Put every line of the items below into a Markdown table with the columns Row and Line, numbering the rows in order and leaving out blank lines.

BEGIN

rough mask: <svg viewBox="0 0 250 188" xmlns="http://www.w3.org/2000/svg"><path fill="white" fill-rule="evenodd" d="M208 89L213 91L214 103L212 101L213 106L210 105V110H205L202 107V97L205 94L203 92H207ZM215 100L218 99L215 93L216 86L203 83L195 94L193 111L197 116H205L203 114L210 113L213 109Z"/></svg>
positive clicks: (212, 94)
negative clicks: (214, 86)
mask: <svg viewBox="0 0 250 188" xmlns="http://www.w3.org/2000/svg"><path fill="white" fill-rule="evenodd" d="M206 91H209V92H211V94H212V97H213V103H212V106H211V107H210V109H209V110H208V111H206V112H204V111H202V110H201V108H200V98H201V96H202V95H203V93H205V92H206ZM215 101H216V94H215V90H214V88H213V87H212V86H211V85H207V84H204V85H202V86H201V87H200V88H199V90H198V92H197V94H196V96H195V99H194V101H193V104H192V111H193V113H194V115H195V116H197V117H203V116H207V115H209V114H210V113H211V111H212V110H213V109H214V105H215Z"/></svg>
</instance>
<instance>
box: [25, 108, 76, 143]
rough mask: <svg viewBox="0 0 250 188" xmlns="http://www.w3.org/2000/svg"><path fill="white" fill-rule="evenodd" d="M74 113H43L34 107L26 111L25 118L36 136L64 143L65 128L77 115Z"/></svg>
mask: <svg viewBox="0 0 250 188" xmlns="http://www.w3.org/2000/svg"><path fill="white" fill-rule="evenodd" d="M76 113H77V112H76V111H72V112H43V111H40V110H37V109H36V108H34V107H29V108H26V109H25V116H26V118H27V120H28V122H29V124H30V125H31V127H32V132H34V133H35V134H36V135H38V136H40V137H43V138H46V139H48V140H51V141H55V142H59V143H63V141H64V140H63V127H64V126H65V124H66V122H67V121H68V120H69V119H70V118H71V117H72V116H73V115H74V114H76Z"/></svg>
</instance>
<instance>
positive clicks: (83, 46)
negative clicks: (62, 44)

END

== OUTPUT FOR THIS TASK ==
| Row | Line |
|---|---|
| 1 | rough mask: <svg viewBox="0 0 250 188" xmlns="http://www.w3.org/2000/svg"><path fill="white" fill-rule="evenodd" d="M208 89L213 91L214 103L212 101L213 106L210 105V110H205L202 107V97L205 94L203 92H207ZM215 100L218 99L215 93L216 86L203 83L195 94L193 111L197 116H205L203 114L210 113L213 109Z"/></svg> |
| 2 | positive clicks: (212, 94) |
| 3 | negative clicks: (214, 86) |
| 4 | mask: <svg viewBox="0 0 250 188" xmlns="http://www.w3.org/2000/svg"><path fill="white" fill-rule="evenodd" d="M206 91H209V92H211V94H212V97H213V103H212V106H211V107H210V109H209V110H208V111H206V112H204V111H202V110H201V108H200V98H201V96H202V95H203V93H205V92H206ZM215 101H216V94H215V90H214V88H213V87H212V86H211V85H207V84H204V85H202V86H201V87H200V88H199V90H198V92H197V94H196V96H195V99H194V101H193V104H192V111H193V113H194V115H195V116H197V117H203V116H207V115H209V114H210V113H211V111H212V110H213V109H214V105H215Z"/></svg> |
| 5 | </instance> |
| 6 | <instance> |
| 7 | box: [25, 108, 76, 143] |
| 8 | rough mask: <svg viewBox="0 0 250 188" xmlns="http://www.w3.org/2000/svg"><path fill="white" fill-rule="evenodd" d="M74 113H43L34 107L26 111L25 118L36 136L64 143L65 128L77 115Z"/></svg> |
| 9 | mask: <svg viewBox="0 0 250 188" xmlns="http://www.w3.org/2000/svg"><path fill="white" fill-rule="evenodd" d="M76 113H77V112H76V111H72V112H43V111H40V110H37V109H36V108H34V107H29V108H26V109H25V116H26V118H27V120H28V122H29V124H30V125H31V127H32V132H34V133H35V134H36V135H38V136H40V137H43V138H46V139H48V140H51V141H55V142H59V143H63V141H64V140H63V127H64V126H65V124H66V122H67V121H68V120H69V119H70V118H71V117H72V116H73V115H74V114H76Z"/></svg> |
| 10 | </instance> |
| 11 | <instance> |
| 12 | positive clicks: (83, 46) |
| 13 | negative clicks: (62, 44) |